Reproduce the following material verbatim, keeping every line unchanged.

— begin Input records —

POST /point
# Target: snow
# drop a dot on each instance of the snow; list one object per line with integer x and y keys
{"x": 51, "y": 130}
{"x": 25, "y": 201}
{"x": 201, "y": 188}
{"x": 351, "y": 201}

— end Input records —

» Expected answer:
POST /point
# Target: snow
# drop a dot on each instance of the snow; list one object per line with integer x and y keys
{"x": 51, "y": 130}
{"x": 25, "y": 201}
{"x": 201, "y": 188}
{"x": 351, "y": 201}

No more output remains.